[A run of records]
══════

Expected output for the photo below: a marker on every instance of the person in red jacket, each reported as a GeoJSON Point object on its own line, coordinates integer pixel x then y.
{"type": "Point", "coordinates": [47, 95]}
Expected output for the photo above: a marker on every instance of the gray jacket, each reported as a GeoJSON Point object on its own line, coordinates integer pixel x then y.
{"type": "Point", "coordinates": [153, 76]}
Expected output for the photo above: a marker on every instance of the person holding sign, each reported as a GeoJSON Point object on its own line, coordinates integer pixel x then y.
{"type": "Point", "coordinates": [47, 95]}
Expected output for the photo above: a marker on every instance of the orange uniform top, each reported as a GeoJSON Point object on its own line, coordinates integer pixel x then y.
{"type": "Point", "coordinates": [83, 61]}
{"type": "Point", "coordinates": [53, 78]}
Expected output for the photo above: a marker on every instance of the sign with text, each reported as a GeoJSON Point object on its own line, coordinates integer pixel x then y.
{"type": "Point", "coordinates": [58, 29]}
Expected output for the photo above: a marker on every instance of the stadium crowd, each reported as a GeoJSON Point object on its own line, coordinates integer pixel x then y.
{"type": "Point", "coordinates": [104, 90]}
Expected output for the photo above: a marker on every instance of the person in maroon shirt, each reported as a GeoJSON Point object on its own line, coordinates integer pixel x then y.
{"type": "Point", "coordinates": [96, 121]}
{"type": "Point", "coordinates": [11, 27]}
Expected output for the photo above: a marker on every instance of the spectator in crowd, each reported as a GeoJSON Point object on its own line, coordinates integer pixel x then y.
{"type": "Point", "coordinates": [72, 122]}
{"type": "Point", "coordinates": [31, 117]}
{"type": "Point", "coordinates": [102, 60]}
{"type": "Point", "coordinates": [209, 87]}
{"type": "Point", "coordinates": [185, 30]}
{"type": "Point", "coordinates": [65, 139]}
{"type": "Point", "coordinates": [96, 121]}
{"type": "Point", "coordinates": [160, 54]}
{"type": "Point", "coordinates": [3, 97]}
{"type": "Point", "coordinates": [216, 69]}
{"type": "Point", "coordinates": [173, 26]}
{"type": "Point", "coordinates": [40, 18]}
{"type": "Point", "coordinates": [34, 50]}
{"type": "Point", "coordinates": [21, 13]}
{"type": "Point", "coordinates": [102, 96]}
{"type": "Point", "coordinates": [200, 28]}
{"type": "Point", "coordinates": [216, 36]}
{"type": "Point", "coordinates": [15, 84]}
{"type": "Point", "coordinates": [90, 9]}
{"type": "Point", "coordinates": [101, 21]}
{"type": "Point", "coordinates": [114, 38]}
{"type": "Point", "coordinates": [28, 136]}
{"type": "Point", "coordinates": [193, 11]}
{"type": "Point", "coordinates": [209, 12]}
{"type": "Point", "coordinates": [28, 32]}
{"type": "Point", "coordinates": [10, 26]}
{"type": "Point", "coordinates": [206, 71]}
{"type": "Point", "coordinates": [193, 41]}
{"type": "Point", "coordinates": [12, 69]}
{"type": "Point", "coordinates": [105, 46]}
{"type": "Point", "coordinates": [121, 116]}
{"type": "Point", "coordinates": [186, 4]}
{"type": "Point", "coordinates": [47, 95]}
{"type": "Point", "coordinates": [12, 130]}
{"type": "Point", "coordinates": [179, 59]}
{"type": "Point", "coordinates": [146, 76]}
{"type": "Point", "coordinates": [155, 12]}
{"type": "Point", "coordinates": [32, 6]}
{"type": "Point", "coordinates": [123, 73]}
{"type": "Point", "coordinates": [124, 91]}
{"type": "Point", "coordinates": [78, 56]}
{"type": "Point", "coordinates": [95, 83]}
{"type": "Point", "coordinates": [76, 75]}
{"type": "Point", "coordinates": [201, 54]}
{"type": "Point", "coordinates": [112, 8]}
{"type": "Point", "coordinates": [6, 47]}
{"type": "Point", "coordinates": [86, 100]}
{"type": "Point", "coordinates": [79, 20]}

══════

-- PROBLEM --
Identify every line above that contains the string "crowd" and copy each of those lines. Case counts.

-- CORRECT RESPONSE --
Expected output for the photo above: a marker on every instance of the stadium crowd, each reported as a GeoJSON Point object on its own line, coordinates integer pixel x then y.
Expected output for the photo above: a marker on every instance of the spectator in crowd, each reported as a GeoJSON Point object on its own line, coordinates integer pixel x then y.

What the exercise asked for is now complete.